— Task instructions —
Condense the passage on the toy industry into two sentences.

>> Start Document section

A Toy Story

  • Category: Business
  • Words: 1807
  • Grade: 93

Toys are one of the oldest consumer products. However it is only within the last five years that the industry has matured from a cottage industry into a global market of over $50 billion. (Learning from toys)
However, it is not an industry, which can be easily conquered and dominated. It is one of the most competitive and challenging industries to strive in. Time to market and product turnover are vital; products have a very short life and are sold in brief, well-defined selling seasons. Many of the products do not even survive two seasons before they hit the discount racks. In addition to these difficulties most of the toys are manufactured in countries such as China, Taiwan and other Southeast Asia countries where labor is cheap but there is a great risk of currency and political problems in these underdeveloped countries.

>> End Document section
>> Start Extracted entries

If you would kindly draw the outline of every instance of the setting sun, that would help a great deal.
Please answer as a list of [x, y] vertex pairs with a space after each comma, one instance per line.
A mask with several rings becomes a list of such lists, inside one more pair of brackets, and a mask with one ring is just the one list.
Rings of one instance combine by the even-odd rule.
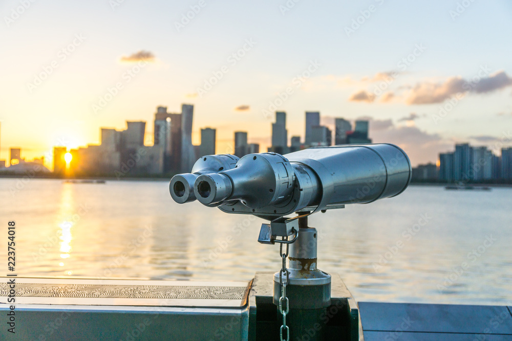
[[71, 160], [73, 158], [73, 155], [71, 155], [71, 153], [66, 153], [66, 155], [64, 155], [64, 160], [66, 161], [67, 164], [69, 164], [71, 162]]

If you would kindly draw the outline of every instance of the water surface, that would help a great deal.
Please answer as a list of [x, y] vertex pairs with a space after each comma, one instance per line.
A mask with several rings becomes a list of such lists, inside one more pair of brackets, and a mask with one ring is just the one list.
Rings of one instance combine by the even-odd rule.
[[[278, 270], [279, 246], [257, 242], [263, 220], [175, 203], [168, 184], [0, 179], [0, 231], [6, 240], [16, 221], [18, 276], [248, 281]], [[319, 268], [358, 301], [510, 305], [511, 212], [510, 188], [411, 186], [309, 224]]]

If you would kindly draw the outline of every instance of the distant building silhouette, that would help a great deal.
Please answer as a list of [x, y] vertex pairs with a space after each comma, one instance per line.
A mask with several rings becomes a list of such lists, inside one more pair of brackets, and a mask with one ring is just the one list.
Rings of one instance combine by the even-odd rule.
[[368, 121], [357, 120], [355, 121], [355, 127], [353, 131], [347, 133], [347, 142], [350, 144], [365, 144], [371, 143], [372, 140], [368, 138], [369, 122]]
[[22, 149], [21, 148], [14, 148], [9, 149], [9, 161], [10, 166], [17, 165], [22, 162]]
[[439, 179], [443, 182], [510, 182], [512, 148], [501, 150], [501, 156], [486, 147], [455, 145], [453, 153], [439, 154]]
[[242, 157], [247, 154], [247, 133], [246, 131], [234, 132], [234, 154]]
[[313, 126], [309, 143], [311, 146], [330, 146], [332, 144], [332, 132], [324, 126]]
[[294, 151], [297, 151], [297, 150], [301, 150], [301, 147], [302, 147], [302, 144], [301, 143], [301, 137], [300, 136], [292, 136], [291, 137], [291, 141], [290, 141], [291, 144], [290, 145], [290, 152], [293, 152]]
[[59, 175], [63, 175], [66, 173], [66, 160], [64, 155], [67, 152], [66, 147], [54, 147], [53, 148], [53, 173]]
[[215, 154], [215, 129], [205, 128], [201, 129], [201, 146], [199, 148], [199, 157]]
[[506, 180], [512, 180], [512, 147], [501, 149], [501, 174]]
[[288, 148], [288, 131], [286, 130], [286, 113], [275, 112], [275, 123], [272, 124], [272, 147], [280, 147], [285, 153]]
[[319, 111], [306, 112], [306, 141], [307, 145], [310, 145], [313, 141], [313, 127], [320, 125], [320, 112]]
[[192, 146], [192, 123], [194, 106], [183, 104], [181, 106], [181, 171], [190, 172], [197, 161]]
[[249, 143], [247, 145], [247, 154], [260, 152], [260, 145], [257, 143]]

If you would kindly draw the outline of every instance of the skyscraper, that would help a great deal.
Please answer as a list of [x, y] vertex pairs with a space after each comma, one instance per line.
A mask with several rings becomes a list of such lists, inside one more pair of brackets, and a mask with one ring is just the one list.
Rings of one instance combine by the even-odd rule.
[[[183, 104], [181, 107], [181, 171], [190, 172], [196, 162], [196, 155], [192, 146], [192, 122], [194, 106]], [[172, 121], [171, 121], [172, 124]]]
[[242, 157], [247, 153], [247, 133], [245, 131], [234, 132], [234, 154]]
[[355, 121], [354, 131], [348, 132], [347, 143], [350, 144], [363, 144], [371, 143], [372, 140], [368, 138], [368, 121], [358, 120]]
[[453, 153], [439, 154], [439, 180], [451, 182], [453, 171]]
[[311, 146], [330, 146], [332, 142], [332, 132], [324, 126], [314, 126], [311, 129]]
[[164, 171], [180, 170], [181, 114], [169, 113], [167, 107], [158, 107], [153, 131], [154, 145], [163, 149]]
[[201, 129], [201, 146], [199, 157], [215, 154], [216, 130], [211, 128]]
[[53, 173], [59, 175], [63, 175], [66, 172], [66, 160], [64, 155], [66, 153], [66, 147], [54, 147], [53, 148]]
[[286, 130], [286, 113], [275, 112], [275, 123], [272, 124], [272, 147], [280, 147], [281, 153], [286, 152], [288, 147], [288, 131]]
[[344, 119], [335, 119], [334, 121], [334, 144], [346, 144], [348, 143], [347, 132], [352, 130], [352, 124]]
[[144, 146], [146, 122], [126, 121], [126, 130], [122, 132], [124, 147], [137, 148]]
[[290, 145], [290, 152], [292, 153], [294, 151], [300, 150], [301, 149], [301, 137], [291, 137], [291, 141]]
[[260, 152], [260, 145], [257, 143], [249, 143], [247, 147], [247, 154], [254, 154]]
[[9, 162], [10, 166], [17, 165], [22, 161], [22, 150], [20, 148], [11, 148], [9, 150]]
[[455, 145], [454, 153], [454, 180], [455, 181], [471, 179], [471, 147], [467, 143]]
[[313, 127], [319, 125], [320, 125], [320, 112], [319, 111], [306, 111], [306, 144], [311, 144], [313, 137]]
[[365, 139], [368, 138], [368, 121], [358, 120], [355, 121], [355, 128], [354, 131], [364, 134]]
[[501, 178], [512, 179], [512, 147], [501, 149]]

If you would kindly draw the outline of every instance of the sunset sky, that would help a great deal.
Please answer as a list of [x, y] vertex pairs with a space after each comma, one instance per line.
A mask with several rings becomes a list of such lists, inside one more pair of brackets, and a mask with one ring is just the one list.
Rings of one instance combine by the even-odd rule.
[[216, 128], [219, 153], [235, 130], [266, 150], [272, 103], [289, 138], [304, 139], [305, 111], [366, 118], [413, 165], [457, 142], [512, 146], [506, 0], [7, 0], [0, 17], [2, 160], [20, 147], [51, 168], [53, 146], [97, 144], [126, 120], [146, 121], [151, 145], [156, 107], [182, 103], [194, 142]]

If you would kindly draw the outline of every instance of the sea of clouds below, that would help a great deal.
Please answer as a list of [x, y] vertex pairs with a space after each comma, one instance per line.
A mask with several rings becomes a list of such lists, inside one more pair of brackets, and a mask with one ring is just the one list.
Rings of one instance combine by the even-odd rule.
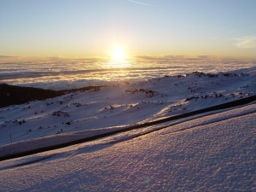
[[66, 90], [90, 85], [137, 82], [195, 71], [218, 73], [256, 66], [256, 61], [144, 60], [117, 63], [106, 61], [9, 62], [0, 65], [0, 83]]

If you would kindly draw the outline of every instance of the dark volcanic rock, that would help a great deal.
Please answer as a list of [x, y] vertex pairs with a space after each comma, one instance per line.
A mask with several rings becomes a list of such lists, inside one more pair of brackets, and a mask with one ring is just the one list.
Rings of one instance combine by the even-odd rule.
[[0, 108], [21, 104], [33, 100], [44, 100], [62, 96], [61, 91], [32, 87], [0, 84]]
[[98, 91], [101, 87], [103, 86], [88, 86], [73, 90], [53, 90], [0, 84], [0, 108], [7, 107], [9, 105], [22, 104], [34, 100], [40, 101], [49, 98], [54, 98], [77, 91]]

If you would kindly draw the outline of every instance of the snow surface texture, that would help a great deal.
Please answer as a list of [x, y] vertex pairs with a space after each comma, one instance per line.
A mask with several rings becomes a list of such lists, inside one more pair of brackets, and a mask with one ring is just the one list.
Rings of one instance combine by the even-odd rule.
[[[65, 142], [67, 135], [63, 134], [76, 131], [73, 137], [77, 138], [82, 134], [79, 131], [89, 136], [106, 132], [117, 129], [114, 126], [188, 113], [255, 92], [256, 67], [253, 67], [216, 74], [166, 76], [137, 84], [126, 82], [98, 91], [10, 106], [0, 108], [0, 146], [55, 135], [61, 135], [58, 140]], [[71, 136], [67, 137], [69, 141]]]
[[1, 161], [0, 190], [255, 191], [255, 108]]

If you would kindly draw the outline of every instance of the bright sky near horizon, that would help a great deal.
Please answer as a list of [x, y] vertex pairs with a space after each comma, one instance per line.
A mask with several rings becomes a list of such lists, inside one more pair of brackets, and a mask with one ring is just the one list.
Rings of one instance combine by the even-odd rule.
[[0, 0], [0, 57], [256, 59], [255, 0]]

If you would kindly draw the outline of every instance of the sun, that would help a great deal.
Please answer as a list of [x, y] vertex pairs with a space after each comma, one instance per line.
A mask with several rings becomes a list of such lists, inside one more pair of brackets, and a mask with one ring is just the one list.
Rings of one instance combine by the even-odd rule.
[[115, 61], [124, 61], [126, 57], [126, 52], [121, 46], [115, 46], [112, 49], [111, 57]]

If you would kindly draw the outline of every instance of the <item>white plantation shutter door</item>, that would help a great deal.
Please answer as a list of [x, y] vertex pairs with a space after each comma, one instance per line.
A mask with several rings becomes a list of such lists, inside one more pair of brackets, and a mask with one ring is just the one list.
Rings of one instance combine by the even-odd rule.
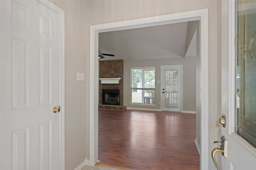
[[181, 67], [162, 70], [163, 110], [181, 111]]
[[179, 106], [178, 70], [165, 70], [164, 75], [164, 106], [177, 107]]

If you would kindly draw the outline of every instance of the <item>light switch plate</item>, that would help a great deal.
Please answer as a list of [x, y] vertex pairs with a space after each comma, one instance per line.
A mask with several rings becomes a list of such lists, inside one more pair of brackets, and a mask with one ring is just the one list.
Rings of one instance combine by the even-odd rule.
[[77, 72], [76, 80], [77, 81], [84, 81], [84, 73]]

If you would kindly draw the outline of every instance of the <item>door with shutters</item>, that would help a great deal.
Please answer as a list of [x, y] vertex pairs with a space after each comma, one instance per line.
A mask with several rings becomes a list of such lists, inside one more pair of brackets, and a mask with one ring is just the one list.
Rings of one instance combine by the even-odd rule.
[[0, 169], [64, 169], [64, 11], [39, 0], [0, 6]]
[[182, 66], [161, 66], [162, 110], [181, 111]]

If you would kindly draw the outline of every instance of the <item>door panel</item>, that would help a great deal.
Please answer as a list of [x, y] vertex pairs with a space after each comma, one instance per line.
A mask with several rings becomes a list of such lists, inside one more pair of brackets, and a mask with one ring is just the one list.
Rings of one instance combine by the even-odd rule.
[[59, 169], [59, 14], [35, 0], [0, 3], [0, 169]]
[[181, 111], [182, 67], [162, 68], [162, 110]]
[[[254, 107], [256, 100], [251, 98], [252, 96], [255, 97], [254, 94], [256, 92], [254, 88], [251, 88], [255, 86], [256, 83], [254, 78], [255, 74], [250, 75], [250, 72], [254, 72], [256, 63], [252, 64], [252, 59], [247, 54], [248, 44], [246, 41], [246, 37], [250, 38], [253, 33], [246, 31], [244, 27], [242, 29], [239, 27], [242, 26], [241, 24], [246, 24], [246, 22], [244, 22], [245, 20], [240, 21], [241, 16], [239, 14], [237, 15], [236, 12], [246, 14], [248, 8], [252, 10], [252, 7], [256, 4], [255, 1], [250, 1], [250, 3], [248, 4], [244, 4], [246, 2], [243, 0], [236, 2], [236, 6], [234, 1], [223, 0], [222, 4], [222, 113], [226, 116], [227, 126], [225, 128], [222, 127], [221, 132], [228, 141], [228, 148], [227, 157], [222, 157], [222, 165], [219, 165], [223, 170], [252, 170], [255, 168], [256, 149], [253, 144], [248, 142], [250, 139], [246, 139], [244, 138], [244, 136], [242, 136], [247, 135], [245, 130], [253, 135], [254, 130], [250, 129], [248, 125], [246, 125], [253, 121], [253, 118], [250, 117], [246, 119], [246, 112], [248, 113], [247, 116], [249, 116], [252, 115], [255, 116], [256, 113], [255, 110], [250, 111], [247, 107], [250, 105], [250, 107]], [[256, 6], [254, 6], [256, 7]], [[253, 13], [253, 11], [254, 10], [250, 10], [250, 12]], [[238, 17], [237, 24], [235, 23], [236, 17]], [[243, 16], [243, 20], [246, 20], [246, 17], [244, 17]], [[253, 29], [256, 31], [256, 25], [251, 25], [253, 23], [255, 23], [255, 18], [254, 17], [254, 21], [250, 21], [250, 27], [251, 29], [254, 27]], [[237, 26], [238, 27], [236, 29]], [[237, 36], [235, 33], [236, 30], [238, 32]], [[246, 35], [245, 33], [248, 34]], [[234, 43], [234, 42], [236, 43]], [[246, 70], [248, 69], [250, 70]], [[246, 87], [248, 86], [248, 88]], [[248, 100], [249, 98], [250, 98]], [[251, 105], [251, 102], [254, 103], [253, 105]]]

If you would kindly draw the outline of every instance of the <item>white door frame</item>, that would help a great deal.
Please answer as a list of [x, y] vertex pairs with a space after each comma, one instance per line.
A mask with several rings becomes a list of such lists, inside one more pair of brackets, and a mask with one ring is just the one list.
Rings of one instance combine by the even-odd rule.
[[[180, 67], [180, 112], [182, 111], [182, 101], [183, 100], [183, 66], [182, 65], [169, 65], [169, 66], [161, 66], [161, 85], [160, 85], [160, 89], [161, 91], [162, 91], [162, 89], [163, 89], [163, 82], [162, 81], [163, 80], [163, 68], [169, 68], [172, 67]], [[161, 92], [161, 98], [160, 99], [160, 109], [161, 111], [163, 110], [163, 108], [162, 107], [163, 106], [163, 93]]]
[[208, 10], [197, 10], [102, 24], [90, 27], [90, 165], [98, 160], [98, 103], [99, 33], [200, 20], [201, 31], [200, 69], [201, 99], [200, 162], [201, 170], [208, 169]]
[[[50, 2], [45, 0], [35, 0], [54, 11], [59, 15], [60, 19], [60, 101], [61, 112], [60, 114], [60, 169], [65, 169], [65, 30], [64, 12]], [[0, 50], [1, 49], [0, 49]], [[1, 94], [0, 94], [0, 95]], [[0, 117], [0, 119], [1, 117]], [[0, 134], [0, 138], [1, 135]], [[0, 141], [1, 140], [0, 140]], [[1, 158], [1, 155], [0, 155]]]

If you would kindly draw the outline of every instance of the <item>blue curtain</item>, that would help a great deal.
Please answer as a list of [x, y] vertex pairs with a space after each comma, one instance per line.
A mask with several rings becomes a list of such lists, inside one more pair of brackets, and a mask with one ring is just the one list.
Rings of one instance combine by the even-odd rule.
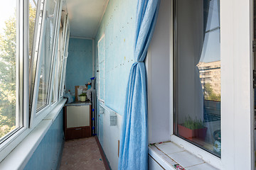
[[159, 0], [139, 0], [134, 60], [126, 94], [119, 169], [148, 169], [147, 101], [144, 61], [153, 35]]

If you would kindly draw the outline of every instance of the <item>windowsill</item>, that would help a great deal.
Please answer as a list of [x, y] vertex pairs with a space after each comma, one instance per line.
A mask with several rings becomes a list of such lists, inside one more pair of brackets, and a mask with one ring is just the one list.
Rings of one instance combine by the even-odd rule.
[[149, 146], [149, 154], [166, 169], [176, 169], [174, 165], [186, 170], [218, 169], [172, 142]]
[[62, 99], [53, 110], [0, 163], [0, 169], [23, 169], [57, 118], [66, 99]]

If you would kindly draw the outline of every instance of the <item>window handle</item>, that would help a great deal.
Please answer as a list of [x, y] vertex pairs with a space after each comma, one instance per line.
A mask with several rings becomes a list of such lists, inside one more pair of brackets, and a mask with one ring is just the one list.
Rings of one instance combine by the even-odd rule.
[[54, 11], [53, 14], [49, 14], [48, 18], [53, 18], [55, 16], [55, 13], [56, 12], [56, 8], [57, 8], [57, 1], [54, 0], [55, 6], [54, 6]]

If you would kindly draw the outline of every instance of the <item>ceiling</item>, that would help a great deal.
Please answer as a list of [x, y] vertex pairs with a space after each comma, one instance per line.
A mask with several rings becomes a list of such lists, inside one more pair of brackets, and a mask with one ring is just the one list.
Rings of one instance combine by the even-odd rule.
[[109, 0], [65, 0], [64, 4], [65, 1], [70, 36], [94, 38]]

>> End Extracted entries

— Task result —
Toys are among the oldest consumer products, but only within the last five years has the industry grown from a cottage industry into a global market of over $50 billion, and it is one of the most competitive and challenging industries to succeed in. Products have very short lives and brief selling seasons, which makes time to market and product turnover vital, and most are manufactured in countries such as China and Taiwan, where labor is cheap but currency and political risks are high.